**TEXT SECTION**
# # # # #

1. Make Time for the Important Things.

Work-life balance often starts with a concerted effort to schedule time for important personal priorities, such as family time and exercise. You already schedule your time at work for greater productivity. Why not apply this strategy in your personal life too? For example, you could plan a family activity every Sunday afternoon to ensure that your family spends quality time together every week.

Another way to make time for personal priorities on a daily basis is to give yourself more time in the morning. For some people, it makes sense to wake up several hours before they need to leave for work. This way, they can exercise and spend time with their family, leaving them free to enjoy a peaceful and productive workday.

2. Take Advantage of Flexible Work Policies.

# # # # #

Items from a dataset:

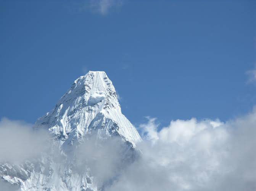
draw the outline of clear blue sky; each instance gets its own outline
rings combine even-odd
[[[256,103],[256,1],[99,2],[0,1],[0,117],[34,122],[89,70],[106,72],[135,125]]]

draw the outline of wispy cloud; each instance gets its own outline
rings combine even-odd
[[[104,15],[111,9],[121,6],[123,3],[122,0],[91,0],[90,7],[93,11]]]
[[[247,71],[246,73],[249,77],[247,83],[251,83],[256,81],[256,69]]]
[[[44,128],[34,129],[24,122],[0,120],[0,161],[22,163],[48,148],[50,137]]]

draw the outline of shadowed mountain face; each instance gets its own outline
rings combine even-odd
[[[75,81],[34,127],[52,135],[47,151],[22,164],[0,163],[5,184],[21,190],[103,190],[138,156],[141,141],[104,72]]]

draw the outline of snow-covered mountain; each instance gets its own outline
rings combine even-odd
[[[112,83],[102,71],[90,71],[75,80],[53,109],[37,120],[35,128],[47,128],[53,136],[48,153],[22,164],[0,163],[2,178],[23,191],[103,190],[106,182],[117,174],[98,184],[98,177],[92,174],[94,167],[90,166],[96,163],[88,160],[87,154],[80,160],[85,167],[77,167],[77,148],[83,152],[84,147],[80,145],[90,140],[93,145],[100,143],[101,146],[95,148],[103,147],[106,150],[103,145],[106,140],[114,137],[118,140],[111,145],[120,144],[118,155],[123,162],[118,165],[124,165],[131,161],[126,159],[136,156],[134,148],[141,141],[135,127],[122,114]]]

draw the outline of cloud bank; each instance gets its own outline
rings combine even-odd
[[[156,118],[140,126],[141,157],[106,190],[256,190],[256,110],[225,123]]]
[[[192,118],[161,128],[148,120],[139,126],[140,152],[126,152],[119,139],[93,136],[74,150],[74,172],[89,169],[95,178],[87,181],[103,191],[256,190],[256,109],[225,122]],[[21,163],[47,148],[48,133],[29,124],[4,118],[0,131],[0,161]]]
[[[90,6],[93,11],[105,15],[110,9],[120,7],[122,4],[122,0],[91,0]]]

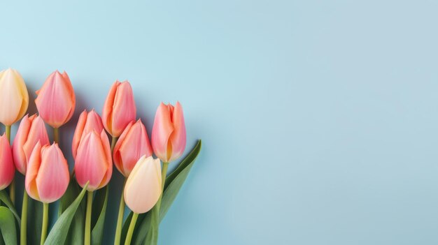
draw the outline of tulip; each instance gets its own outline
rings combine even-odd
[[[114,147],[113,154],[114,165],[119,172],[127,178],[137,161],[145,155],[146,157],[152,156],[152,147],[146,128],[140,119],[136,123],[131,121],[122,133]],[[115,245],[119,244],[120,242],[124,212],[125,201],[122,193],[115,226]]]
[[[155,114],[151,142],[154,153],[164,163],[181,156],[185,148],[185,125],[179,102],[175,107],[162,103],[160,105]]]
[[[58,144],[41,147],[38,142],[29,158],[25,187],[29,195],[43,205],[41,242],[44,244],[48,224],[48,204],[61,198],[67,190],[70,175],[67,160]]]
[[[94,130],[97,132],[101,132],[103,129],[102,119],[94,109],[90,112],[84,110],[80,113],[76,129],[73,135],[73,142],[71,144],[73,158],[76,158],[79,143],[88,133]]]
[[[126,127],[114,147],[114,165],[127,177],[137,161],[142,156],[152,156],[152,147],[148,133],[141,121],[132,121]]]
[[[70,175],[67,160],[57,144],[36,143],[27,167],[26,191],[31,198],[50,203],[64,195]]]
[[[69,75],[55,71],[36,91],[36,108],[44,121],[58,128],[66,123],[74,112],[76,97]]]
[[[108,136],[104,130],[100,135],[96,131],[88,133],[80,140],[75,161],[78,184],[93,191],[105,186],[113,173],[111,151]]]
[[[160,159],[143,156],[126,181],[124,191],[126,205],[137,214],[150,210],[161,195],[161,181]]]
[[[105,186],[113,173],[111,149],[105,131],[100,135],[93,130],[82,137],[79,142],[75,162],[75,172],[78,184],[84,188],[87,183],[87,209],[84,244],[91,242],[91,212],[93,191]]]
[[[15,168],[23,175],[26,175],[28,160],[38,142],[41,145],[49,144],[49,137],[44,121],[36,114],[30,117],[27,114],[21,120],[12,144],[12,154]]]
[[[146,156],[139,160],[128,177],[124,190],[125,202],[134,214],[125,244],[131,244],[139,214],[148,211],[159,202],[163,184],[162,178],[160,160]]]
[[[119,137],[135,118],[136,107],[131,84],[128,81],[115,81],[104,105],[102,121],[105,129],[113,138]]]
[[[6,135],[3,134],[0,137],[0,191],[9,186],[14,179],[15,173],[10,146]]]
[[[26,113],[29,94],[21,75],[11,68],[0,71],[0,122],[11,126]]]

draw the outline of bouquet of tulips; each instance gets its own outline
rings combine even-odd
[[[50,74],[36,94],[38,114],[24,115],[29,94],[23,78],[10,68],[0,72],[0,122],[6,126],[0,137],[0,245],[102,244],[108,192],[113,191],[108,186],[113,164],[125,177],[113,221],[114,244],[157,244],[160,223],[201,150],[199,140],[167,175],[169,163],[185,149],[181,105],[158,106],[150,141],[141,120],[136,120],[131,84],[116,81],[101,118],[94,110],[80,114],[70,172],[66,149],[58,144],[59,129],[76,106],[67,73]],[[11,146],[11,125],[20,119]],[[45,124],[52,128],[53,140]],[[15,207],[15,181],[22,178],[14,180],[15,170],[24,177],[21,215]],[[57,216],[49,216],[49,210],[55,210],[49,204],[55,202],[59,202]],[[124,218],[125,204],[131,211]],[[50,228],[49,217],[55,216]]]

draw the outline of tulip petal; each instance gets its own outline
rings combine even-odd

# # # # #

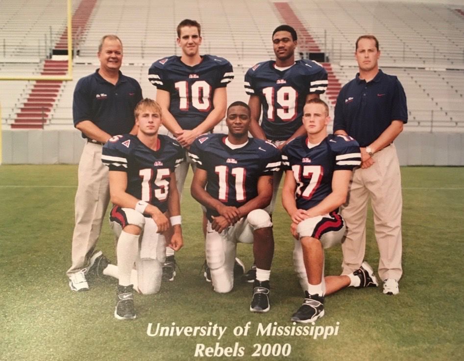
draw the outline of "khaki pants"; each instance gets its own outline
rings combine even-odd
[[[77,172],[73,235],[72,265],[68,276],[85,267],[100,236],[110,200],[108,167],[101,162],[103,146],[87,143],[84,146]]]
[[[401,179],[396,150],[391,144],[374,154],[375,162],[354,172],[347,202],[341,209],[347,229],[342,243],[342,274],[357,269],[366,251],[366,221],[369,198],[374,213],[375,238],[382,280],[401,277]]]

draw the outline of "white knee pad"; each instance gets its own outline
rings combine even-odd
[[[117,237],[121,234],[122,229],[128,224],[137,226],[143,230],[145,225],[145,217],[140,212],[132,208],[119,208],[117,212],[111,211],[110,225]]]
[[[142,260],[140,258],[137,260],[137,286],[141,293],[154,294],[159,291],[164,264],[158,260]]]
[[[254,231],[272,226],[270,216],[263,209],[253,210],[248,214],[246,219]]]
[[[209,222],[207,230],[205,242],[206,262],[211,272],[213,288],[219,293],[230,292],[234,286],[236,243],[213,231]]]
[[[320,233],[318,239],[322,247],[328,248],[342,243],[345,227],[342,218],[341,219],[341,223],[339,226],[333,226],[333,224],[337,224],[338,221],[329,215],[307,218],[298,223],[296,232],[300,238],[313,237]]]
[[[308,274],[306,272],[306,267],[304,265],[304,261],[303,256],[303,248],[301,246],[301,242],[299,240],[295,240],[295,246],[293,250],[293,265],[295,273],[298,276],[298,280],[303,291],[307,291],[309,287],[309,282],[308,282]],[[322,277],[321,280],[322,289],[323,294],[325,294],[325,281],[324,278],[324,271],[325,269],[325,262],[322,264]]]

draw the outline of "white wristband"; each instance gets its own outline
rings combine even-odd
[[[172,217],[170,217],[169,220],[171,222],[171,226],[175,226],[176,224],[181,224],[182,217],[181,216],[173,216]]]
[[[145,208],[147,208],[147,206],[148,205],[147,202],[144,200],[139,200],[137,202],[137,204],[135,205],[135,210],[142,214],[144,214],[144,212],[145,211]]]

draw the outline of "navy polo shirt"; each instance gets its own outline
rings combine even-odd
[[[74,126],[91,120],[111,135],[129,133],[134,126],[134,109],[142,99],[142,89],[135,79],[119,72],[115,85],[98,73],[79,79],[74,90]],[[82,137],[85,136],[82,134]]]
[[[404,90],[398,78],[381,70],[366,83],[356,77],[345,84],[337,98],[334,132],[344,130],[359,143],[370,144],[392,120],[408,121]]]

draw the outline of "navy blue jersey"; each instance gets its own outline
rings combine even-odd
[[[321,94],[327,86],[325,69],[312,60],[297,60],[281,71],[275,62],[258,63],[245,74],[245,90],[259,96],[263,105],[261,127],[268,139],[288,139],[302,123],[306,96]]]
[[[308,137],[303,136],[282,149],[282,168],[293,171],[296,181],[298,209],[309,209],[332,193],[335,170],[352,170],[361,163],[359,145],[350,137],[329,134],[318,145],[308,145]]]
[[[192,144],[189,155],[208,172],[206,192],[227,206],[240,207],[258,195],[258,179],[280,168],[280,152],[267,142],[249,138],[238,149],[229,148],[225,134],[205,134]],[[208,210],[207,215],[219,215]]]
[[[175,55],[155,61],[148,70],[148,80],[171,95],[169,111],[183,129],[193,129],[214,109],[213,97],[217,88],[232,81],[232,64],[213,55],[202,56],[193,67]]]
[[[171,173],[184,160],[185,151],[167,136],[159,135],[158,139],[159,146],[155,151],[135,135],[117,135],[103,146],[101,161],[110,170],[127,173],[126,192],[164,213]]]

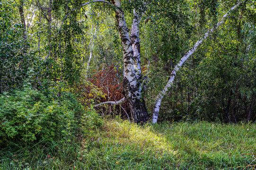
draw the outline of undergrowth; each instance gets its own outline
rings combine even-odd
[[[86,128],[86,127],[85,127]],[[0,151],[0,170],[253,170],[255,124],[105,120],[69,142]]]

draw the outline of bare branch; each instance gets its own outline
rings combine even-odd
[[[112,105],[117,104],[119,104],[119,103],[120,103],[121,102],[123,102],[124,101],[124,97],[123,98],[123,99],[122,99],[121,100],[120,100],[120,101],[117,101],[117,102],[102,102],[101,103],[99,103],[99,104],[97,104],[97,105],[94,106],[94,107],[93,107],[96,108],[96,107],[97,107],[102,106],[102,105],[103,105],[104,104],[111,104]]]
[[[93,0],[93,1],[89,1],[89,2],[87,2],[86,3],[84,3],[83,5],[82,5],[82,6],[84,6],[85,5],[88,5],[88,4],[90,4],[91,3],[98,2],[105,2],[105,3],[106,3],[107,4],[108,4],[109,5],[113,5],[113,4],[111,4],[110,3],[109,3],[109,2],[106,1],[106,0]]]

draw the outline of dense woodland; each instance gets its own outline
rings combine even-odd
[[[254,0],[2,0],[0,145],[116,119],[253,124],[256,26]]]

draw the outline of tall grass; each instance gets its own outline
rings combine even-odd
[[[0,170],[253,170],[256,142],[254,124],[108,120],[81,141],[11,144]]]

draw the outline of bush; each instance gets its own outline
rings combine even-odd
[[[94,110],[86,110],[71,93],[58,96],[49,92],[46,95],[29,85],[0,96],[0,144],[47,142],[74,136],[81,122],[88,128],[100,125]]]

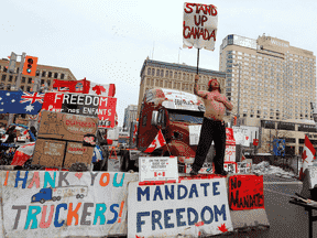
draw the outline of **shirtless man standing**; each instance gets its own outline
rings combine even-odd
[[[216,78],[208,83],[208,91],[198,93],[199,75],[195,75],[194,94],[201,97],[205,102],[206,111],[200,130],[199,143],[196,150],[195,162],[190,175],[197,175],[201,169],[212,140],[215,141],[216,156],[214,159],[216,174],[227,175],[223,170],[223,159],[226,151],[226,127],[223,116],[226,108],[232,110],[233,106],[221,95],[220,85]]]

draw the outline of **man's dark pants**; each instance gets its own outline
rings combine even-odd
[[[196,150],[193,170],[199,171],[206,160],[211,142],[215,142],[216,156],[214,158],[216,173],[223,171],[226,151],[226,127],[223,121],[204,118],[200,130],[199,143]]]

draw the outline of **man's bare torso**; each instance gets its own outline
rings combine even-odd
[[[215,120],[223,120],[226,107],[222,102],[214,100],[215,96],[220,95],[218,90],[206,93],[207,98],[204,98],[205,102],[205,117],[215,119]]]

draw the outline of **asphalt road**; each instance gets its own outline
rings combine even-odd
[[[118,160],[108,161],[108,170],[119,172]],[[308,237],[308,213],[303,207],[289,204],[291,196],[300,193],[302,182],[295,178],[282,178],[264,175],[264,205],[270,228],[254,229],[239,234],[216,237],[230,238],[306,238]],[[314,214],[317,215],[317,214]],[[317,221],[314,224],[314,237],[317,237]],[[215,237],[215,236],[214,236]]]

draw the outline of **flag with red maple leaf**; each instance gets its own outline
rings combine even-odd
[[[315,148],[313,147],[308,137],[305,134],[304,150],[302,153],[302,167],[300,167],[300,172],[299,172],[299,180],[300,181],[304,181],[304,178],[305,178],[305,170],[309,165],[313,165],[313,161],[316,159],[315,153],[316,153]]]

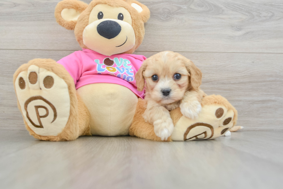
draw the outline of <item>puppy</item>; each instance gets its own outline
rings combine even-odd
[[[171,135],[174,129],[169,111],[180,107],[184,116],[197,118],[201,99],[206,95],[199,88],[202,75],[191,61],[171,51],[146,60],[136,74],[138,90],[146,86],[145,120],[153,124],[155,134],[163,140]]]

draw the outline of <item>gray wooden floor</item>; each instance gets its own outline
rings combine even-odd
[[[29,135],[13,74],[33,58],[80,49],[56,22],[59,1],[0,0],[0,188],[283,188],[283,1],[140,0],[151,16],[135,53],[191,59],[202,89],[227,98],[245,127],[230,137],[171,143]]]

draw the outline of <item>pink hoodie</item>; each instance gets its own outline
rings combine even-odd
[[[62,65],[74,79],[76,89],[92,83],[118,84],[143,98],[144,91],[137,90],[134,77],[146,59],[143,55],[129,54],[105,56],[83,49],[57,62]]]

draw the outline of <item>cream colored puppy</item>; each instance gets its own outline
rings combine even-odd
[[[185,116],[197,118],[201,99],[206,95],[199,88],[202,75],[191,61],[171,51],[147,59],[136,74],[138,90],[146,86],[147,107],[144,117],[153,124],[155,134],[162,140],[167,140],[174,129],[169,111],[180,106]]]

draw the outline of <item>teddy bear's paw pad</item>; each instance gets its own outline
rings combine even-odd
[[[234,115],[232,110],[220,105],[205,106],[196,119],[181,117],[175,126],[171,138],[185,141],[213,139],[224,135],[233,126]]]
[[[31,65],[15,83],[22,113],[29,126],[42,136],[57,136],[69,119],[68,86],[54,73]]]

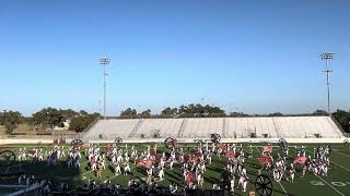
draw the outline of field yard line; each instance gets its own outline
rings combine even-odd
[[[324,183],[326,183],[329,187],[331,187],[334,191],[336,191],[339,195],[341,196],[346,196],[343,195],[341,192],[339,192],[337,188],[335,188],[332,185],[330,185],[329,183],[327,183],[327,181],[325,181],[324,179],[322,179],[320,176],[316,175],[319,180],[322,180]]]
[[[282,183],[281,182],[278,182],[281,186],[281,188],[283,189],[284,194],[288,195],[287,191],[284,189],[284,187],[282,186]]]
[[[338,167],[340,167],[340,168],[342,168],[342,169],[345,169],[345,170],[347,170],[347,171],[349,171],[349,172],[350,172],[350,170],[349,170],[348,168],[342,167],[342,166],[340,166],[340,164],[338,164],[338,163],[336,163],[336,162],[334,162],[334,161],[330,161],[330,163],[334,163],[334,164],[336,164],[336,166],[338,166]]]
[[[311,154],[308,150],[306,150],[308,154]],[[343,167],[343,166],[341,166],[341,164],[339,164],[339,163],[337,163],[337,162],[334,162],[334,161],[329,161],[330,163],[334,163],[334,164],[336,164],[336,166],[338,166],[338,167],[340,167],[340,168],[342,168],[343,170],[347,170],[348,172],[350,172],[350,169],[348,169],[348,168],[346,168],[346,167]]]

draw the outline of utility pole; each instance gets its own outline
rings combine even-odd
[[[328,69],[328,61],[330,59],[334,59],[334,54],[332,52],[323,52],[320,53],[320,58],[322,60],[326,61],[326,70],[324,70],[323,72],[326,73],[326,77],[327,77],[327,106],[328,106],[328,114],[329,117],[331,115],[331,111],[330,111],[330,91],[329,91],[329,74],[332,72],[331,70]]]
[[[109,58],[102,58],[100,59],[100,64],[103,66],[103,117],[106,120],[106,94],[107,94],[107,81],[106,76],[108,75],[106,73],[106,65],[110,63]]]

# # # # #

**JOBS**
a – Please quote every sentence in the work-life balance text that contains the word "family."
b – In the work-life balance text, what could be planned every Sunday afternoon?
The listing has no part in this work.

**RESULTS**
a –
- Work-life balance often starts with a concerted effort to schedule time for important personal priorities, such as family time and exercise.
- For example, you could plan a family activity every Sunday afternoon to ensure that your family spends quality time together every week.
- This way, they can exercise and spend time with their family, leaving them free to enjoy a peaceful and productive workday.

b – A family activity.